What this task involves: Copy every one of the records below word for word, without changing anything.

— Start of Data section —

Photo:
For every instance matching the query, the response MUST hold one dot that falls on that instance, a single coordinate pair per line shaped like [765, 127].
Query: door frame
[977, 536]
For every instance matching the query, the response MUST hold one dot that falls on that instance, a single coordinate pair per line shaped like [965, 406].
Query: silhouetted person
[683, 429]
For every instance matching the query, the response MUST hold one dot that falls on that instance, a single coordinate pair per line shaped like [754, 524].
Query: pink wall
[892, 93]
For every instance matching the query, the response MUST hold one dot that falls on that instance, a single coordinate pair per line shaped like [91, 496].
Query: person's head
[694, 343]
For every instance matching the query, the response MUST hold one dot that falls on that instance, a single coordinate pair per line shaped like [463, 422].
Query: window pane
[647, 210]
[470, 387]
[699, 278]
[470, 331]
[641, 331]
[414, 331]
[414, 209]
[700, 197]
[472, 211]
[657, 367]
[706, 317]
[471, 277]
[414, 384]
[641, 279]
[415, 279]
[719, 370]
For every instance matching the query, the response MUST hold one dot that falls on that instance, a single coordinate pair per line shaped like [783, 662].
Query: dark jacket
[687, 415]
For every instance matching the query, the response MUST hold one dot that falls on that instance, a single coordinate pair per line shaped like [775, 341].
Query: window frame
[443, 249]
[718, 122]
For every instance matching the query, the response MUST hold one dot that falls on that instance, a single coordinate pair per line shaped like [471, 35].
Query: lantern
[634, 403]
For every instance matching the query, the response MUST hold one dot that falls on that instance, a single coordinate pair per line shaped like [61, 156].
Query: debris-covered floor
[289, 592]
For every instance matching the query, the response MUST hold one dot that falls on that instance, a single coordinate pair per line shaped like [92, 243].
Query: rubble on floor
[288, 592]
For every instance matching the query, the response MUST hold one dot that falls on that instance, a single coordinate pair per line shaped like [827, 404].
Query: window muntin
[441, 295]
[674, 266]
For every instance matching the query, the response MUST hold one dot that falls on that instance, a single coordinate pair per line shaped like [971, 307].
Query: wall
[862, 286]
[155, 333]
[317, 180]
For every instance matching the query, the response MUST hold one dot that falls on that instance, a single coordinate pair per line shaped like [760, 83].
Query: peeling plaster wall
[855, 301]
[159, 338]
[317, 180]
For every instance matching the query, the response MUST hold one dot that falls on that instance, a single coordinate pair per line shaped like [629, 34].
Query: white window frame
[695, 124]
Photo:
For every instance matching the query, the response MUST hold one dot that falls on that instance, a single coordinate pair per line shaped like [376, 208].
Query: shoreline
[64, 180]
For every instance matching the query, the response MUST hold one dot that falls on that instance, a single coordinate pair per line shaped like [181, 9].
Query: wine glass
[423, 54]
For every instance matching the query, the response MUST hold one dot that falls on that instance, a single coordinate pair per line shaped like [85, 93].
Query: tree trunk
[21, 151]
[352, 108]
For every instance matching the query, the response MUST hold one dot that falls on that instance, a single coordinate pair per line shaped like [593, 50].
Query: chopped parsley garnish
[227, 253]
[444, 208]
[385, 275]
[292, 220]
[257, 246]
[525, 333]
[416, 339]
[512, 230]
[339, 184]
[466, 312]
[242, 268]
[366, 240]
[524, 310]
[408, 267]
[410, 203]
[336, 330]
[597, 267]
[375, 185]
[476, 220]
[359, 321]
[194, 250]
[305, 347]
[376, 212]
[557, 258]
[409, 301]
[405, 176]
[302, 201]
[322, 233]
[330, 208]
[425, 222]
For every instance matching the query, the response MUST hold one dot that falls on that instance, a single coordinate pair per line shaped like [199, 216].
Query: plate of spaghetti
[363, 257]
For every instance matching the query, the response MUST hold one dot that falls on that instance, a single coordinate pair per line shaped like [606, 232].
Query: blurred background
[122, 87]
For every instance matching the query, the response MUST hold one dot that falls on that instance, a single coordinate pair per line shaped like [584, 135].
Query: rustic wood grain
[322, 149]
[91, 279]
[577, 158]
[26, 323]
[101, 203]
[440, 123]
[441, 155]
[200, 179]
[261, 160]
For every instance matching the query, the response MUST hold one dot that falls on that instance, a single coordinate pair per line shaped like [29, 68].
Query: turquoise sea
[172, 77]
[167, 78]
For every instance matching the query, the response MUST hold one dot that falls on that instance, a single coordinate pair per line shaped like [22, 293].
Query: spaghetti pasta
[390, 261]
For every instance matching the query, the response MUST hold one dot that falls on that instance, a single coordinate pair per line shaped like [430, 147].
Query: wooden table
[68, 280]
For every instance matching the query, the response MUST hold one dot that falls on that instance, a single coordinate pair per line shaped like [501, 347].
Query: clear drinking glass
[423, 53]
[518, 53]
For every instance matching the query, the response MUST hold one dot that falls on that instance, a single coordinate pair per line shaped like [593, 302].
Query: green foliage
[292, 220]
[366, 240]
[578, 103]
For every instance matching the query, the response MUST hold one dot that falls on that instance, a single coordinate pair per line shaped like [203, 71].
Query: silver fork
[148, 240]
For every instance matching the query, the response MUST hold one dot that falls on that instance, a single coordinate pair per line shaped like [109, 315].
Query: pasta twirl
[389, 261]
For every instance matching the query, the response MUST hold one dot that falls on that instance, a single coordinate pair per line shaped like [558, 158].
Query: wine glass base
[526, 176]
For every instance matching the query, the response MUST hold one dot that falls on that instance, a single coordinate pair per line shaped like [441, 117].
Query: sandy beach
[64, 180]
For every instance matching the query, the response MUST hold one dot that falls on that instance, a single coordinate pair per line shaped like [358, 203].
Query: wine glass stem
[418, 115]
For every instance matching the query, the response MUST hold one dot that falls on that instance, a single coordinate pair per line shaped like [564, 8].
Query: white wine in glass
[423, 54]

— End of Data section —

Reply to the exercise:
Photo:
For every instance matching the query, the response MUST hold one dot that falls on that instance, a single coordinate pair per line shaped like [765, 127].
Query: door frame
[977, 536]
For every instance matching the query, the response MUST hold one dot that falls on that instance, a single coordinate pair per line shaped like [965, 406].
Query: silhouetted person
[683, 429]
For every instance matching the query, the response MUST hold one dot that falls on that instance, a single coordinate pair per line shaped like [754, 524].
Query: pink wall
[892, 93]
For every instance matching the query, the response MUST hold one dot that falls on that instance, a single coordinate pair per line shaped like [91, 496].
Query: person's head
[694, 343]
For every instance matching the query, the response MUST hold one dot that falls on that instance, a single coordinate pair per line shaped like [463, 422].
Query: window pane
[647, 210]
[470, 387]
[699, 278]
[470, 331]
[641, 331]
[414, 331]
[414, 209]
[700, 197]
[472, 211]
[657, 367]
[706, 317]
[471, 277]
[414, 384]
[641, 279]
[415, 279]
[719, 370]
For every instance matching the query, the response MUST hold one dot that falls on that instance, a single coordinate pair per line shaped like [783, 662].
Query: dark jacket
[687, 415]
For every instance matching the query, the response MUST hold one dot that falls on that instance, a single coordinate pair per line shaped like [775, 341].
Query: window frame
[443, 249]
[718, 122]
For every instance matching the query, the response MUST hold one dot that falls on that instance, a single coordinate pair per line shaped like [471, 35].
Query: lantern
[634, 403]
For every instance matching the query, the response MUST hold one dot that falls on that instance, a single coordinate pair per line shaped like [61, 156].
Query: debris-covered floor
[289, 592]
For every instance matching the query, the response MUST hold one dot that falls on that instance, a single coordinate pair per line shaped like [92, 243].
Query: rubble on floor
[288, 592]
For every instance matching the query, the response MUST hold one dot that falls on that instance, a single coordinate pair per line shaped like [827, 404].
Query: window muntin
[441, 295]
[674, 266]
For every instance matching the query, the response MUST hold one dot that falls on that instance, a single coordinate pair per line shaped like [971, 307].
Query: wall
[862, 286]
[155, 333]
[317, 180]
For every instance matching the query, the response MUST hold one dot that falls on that instance, a single coordinate pair per line shaped like [760, 83].
Query: peeling plaster wall
[855, 301]
[159, 338]
[317, 180]
For every instance matching the query, the response MUST hold one dot that falls on that instance, a single coordinate pair per line shaped like [629, 34].
Query: white window frame
[695, 124]
Photo:
For every instance matching the query, the response MUST hold one dot that falls on that instance, a single coordinate pair per line shaped like [376, 208].
Query: shoreline
[64, 180]
For every instance matching the query, the response MUST hold one dot that falls on that instance, a single coordinate pair per line shaped like [181, 9].
Query: wine glass
[423, 54]
For every instance matching the query, the response MUST hold one dot that falls on that instance, a single coordinate pair per line shaped like [85, 93].
Query: tree trunk
[21, 151]
[352, 108]
For every instance matching the query, the response MUST hold one dot that falls on that instance, a single coordinate pair per line shaped like [593, 50].
Query: chopped parsley garnish
[227, 253]
[444, 208]
[385, 275]
[292, 220]
[257, 246]
[525, 333]
[416, 339]
[512, 230]
[339, 184]
[466, 312]
[242, 268]
[366, 240]
[524, 310]
[408, 267]
[410, 203]
[336, 330]
[597, 267]
[375, 185]
[476, 220]
[359, 321]
[194, 250]
[305, 347]
[376, 212]
[557, 258]
[409, 301]
[405, 176]
[302, 201]
[322, 233]
[330, 208]
[425, 222]
For every instance matching the query, the response MUST hold one dot that falls on that instance, a single coordinate pair per line shaped like [199, 216].
Query: plate of spaghetti
[363, 257]
For every instance matching the query, the response MUST hold one dot that falls on that instance, a single coordinate pair per line shaped like [606, 232].
Query: blurred background
[122, 87]
For every instance matching the query, the response MUST hold one dot that falls on that instance, a single coordinate pair per line shaped like [584, 135].
Query: rustic wood grain
[322, 149]
[91, 279]
[577, 158]
[26, 323]
[101, 203]
[440, 123]
[441, 155]
[200, 179]
[261, 160]
For every instance matching the query, the response MUST hold one dot that falls on that instance, a single coordinate pair per line shaped like [29, 68].
Query: turquoise sea
[172, 77]
[167, 78]
For every instance matching the query, the response MUST hold one dot that falls on that instance, a single coordinate pair per line shaped like [22, 293].
Query: spaghetti pasta
[390, 261]
For every instance matching the query, the response MUST hold one dot that falls on that instance, a single coordinate pair per line shaped like [430, 147].
Query: wooden table
[68, 280]
For every instance matching the query, the response MUST hold one dot that falls on that instance, a single coordinate pair per line shaped like [501, 347].
Query: clear drinking glass
[423, 53]
[518, 53]
For every instance matching the query, the response MUST hold one dot that falls on that instance, a single coordinate pair per line shaped like [593, 302].
Query: green foliage
[292, 220]
[366, 240]
[578, 103]
For every instance matching the query, the response MUST hold one dot that falls on that instance, a single coordinate pair per line shaped like [203, 71].
Query: silver fork
[148, 240]
For every instance matching the query, the response MUST hold one dot that falls on that instance, a single coordinate pair per line shaped like [109, 315].
Query: pasta twirl
[389, 261]
For every instance matching the query, the response MUST hold one dot that falls on that instance, a single coordinate pair per line shaped like [558, 158].
Query: wine glass base
[526, 176]
For every instance matching the query, the response MUST hold one dot that falls on that instance, a single coordinate pair per line shaped like [441, 117].
Query: sandy beach
[64, 180]
For every instance matching the query, the response MUST hold one dot that falls on that instance, a single coordinate pair per line shaped like [358, 203].
Query: wine glass stem
[418, 115]
For every instance matching the query, the response MUST hold one dot that falls on that instance, a single coordinate pair per line shaped like [564, 8].
Query: white wine in glass
[423, 54]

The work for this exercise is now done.